[PROVIDED RECORDS Boundary: Start]
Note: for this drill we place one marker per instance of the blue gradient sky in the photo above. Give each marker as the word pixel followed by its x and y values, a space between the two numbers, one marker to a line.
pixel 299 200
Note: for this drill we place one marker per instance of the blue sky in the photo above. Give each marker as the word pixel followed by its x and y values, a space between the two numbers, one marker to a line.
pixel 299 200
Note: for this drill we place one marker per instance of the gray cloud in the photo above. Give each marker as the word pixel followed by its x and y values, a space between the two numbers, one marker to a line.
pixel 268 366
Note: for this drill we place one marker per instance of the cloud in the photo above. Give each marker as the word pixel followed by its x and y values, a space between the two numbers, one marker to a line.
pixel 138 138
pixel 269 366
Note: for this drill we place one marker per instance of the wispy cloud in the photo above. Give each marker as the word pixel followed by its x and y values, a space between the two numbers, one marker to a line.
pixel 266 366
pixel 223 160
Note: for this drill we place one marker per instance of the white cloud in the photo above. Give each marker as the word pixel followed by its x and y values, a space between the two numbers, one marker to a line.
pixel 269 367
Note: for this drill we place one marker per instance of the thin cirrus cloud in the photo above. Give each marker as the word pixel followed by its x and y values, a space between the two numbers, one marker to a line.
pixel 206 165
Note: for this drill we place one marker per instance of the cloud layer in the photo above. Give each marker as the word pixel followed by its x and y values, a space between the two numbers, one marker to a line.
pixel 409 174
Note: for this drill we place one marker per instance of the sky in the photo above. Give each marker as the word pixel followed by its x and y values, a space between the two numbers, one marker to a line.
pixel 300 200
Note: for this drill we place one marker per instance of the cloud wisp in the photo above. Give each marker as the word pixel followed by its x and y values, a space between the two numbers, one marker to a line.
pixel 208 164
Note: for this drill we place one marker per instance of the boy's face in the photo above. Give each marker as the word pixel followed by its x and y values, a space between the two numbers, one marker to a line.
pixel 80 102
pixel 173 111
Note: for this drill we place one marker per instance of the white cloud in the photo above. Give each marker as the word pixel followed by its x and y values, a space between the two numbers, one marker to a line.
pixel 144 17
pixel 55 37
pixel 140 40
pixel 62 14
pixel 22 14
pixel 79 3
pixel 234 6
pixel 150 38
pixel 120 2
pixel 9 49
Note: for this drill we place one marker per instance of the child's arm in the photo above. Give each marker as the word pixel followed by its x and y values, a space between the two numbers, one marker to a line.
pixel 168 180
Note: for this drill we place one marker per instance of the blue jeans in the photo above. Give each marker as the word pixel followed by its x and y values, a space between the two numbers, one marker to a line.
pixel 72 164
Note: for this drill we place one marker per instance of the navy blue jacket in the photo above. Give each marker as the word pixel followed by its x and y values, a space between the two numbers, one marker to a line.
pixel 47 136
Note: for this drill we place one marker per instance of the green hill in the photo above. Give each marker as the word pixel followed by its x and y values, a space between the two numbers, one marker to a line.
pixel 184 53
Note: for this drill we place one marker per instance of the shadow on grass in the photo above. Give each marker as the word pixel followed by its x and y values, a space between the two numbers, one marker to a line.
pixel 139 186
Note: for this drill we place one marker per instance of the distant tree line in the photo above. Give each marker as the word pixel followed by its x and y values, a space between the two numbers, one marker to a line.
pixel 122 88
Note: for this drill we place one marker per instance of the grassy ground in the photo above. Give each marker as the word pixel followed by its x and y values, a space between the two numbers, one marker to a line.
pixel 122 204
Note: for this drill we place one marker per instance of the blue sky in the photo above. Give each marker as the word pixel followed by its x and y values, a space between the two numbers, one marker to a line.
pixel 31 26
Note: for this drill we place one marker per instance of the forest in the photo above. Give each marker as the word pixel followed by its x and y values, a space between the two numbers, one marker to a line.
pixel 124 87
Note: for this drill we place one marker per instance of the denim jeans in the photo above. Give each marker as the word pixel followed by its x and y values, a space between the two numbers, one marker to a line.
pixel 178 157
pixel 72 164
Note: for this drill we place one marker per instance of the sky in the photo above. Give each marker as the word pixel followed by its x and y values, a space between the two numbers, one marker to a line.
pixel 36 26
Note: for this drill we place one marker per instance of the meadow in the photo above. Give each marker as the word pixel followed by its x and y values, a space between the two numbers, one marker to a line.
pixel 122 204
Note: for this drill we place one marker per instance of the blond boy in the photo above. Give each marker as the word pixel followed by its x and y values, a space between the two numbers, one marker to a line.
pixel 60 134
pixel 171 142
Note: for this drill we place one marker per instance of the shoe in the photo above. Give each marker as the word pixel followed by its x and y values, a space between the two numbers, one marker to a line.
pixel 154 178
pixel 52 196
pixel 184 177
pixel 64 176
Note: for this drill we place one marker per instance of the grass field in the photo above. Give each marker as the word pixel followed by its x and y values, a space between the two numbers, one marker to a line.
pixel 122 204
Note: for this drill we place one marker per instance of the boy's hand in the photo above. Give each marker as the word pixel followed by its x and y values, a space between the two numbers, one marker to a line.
[PROVIDED RECORDS Boundary: End]
Transcribe all of the material exactly as it appears.

Note: for this drill we place one marker per instance of the blue gradient sky in the photo above. Give each marker as the word pixel followed by its x and y values, a space between the two numbers, one marker to a line.
pixel 299 200
Note: for this drill we place one marker per instance of the blue sky in the photo above. Give each marker as the word pixel followed by its x and y values, a space between the two numbers, one marker to a line.
pixel 299 200
Note: for this drill we place one marker per instance of the gray cloud in the photo above. Give each marker as the word pixel followed by its x and y values, a space between the two numbers, one marker to a line.
pixel 268 366
Note: for this drill we place one marker per instance of the cloud in the photo above. Give each marker as the word pixel followed by its x and y values, a space between the two numbers, one marker to a line.
pixel 138 138
pixel 269 366
Note: for this drill we place one marker per instance of the wispy cloud in the photo above. Give each marker as the word pixel followed by its x and y values, a space between the two numbers, one marker to a line.
pixel 266 366
pixel 223 160
Note: for this drill we place one marker per instance of the white cloud in the photo above. Give each marker as the word pixel followed by its x and y values, a space between the two numbers, one marker to a line.
pixel 269 367
Note: for this drill we place one marker per instance of the thin cirrus cloud in the photo above. Give each marker as the word pixel followed by its x and y values, a space between the two numbers, one marker to a line.
pixel 206 165
Note: for this drill we place one marker per instance of the cloud layer in the photo above. Give each marker as the word pixel followed by its x and y values, a space between the two numbers, one marker to a line.
pixel 409 174
Note: for this drill we place one marker per instance of the sky in the photo above. Give each marker as the word pixel followed by its x and y values, a space between the two numbers, one marker to a line.
pixel 300 200
Note: for this drill we place one marker per instance of the cloud wisp in the photo above. Give each marker as the word pixel followed by its x and y values, a space between the two numbers, one marker to a line.
pixel 208 164
Note: for this drill we place one marker per instance of the boy's face in the photo above. Give each marker as the word pixel followed by its x and y values, a space between the two numbers, one marker to a line.
pixel 80 102
pixel 173 111
Note: for this drill we place one marker per instance of the white cloud in the photo above. Give each marker as the word pixel followed by its x and y values, a space between the two numbers, one marker to a line.
pixel 144 17
pixel 55 37
pixel 140 40
pixel 62 14
pixel 22 14
pixel 79 3
pixel 234 6
pixel 150 38
pixel 120 2
pixel 9 49
Note: for this drill we place one marker per instance of the child's arm in the photo above. Give each marker as the word pixel followed by its x and y values, a space between the two numbers, one marker to a line.
pixel 168 180
Note: for this drill we place one marker per instance of the blue jeans in the photo above. Give each marker as the word pixel followed by its x and y values, a space between the two numbers, one marker to a line.
pixel 72 164
Note: for this drill we place one marker per instance of the navy blue jacket in the photo above. Give each marker as the word pixel followed by its x and y values, a space between the two numbers, one marker to a line.
pixel 47 136
Note: for this drill we place one marker per instance of the green hill in the photo above. Give each marker as the word pixel followed by its x and y values, a space between the two numbers, one marker to a line.
pixel 184 53
Note: for this drill we place one marker per instance of the shadow on grass in the photo above. Give each marker as the word pixel followed by its x and y values, a space between the two numbers, one marker to a line.
pixel 139 186
Note: for this drill we place one marker per instance of the distant tree line in the photo above. Give each marker as the word pixel followed by its x and y values, a space between the two numbers, one marker to a line.
pixel 122 88
Note: for this drill we place one marker per instance of the grassy ground in the photo above. Give each marker as the word pixel followed by its x and y values, a space between the two numbers, one marker to a line.
pixel 122 204
Note: for this drill we place one marker per instance of the blue sky in the photo above. Give each marker as the word pixel followed by its x and y values, a space between the two numbers, one marker to a line.
pixel 31 26
Note: for this drill we place one marker per instance of the forest in the photo above. Give each marker as the word pixel followed by its x and y values, a space between the two numbers, one marker to a line.
pixel 124 87
Note: for this drill we place one marker per instance of the denim jeans in the photo above. Give each marker as the word pixel followed by its x and y values, a space between the two numbers, one marker to a line.
pixel 178 157
pixel 72 164
Note: for this drill we place one marker per instance of the sky in the photo above. Give each marker as the word pixel followed by its x and y values, a space between the two numbers, one marker to a line.
pixel 36 26
Note: for this drill we place one marker per instance of the meadow in the photo above. Give each marker as the word pixel followed by its x and y values, a space between the two numbers, one marker to a line.
pixel 122 204
Note: for this drill we place one marker per instance of the blond boy in the photo above. Give each marker as the word pixel followed by its x and y values, a space between the two numbers, one marker to a line.
pixel 60 134
pixel 171 142
Note: for this drill we place one marker per instance of the shoe in the photo above. Give each marker as the word pixel followed by its x and y values, a space between the two numbers, one marker to a line.
pixel 154 178
pixel 52 196
pixel 184 177
pixel 64 176
Note: for this drill we place one marker per instance of the grass field in the photo above. Give each marker as the word pixel followed by its x and y values, a space between the two numbers, one marker to a line.
pixel 122 204
Note: for this drill we place one marker per instance of the boy's hand in the photo above. Give each marker as the word pixel followed by its x and y values, a space between the two numbers, one marker to a line.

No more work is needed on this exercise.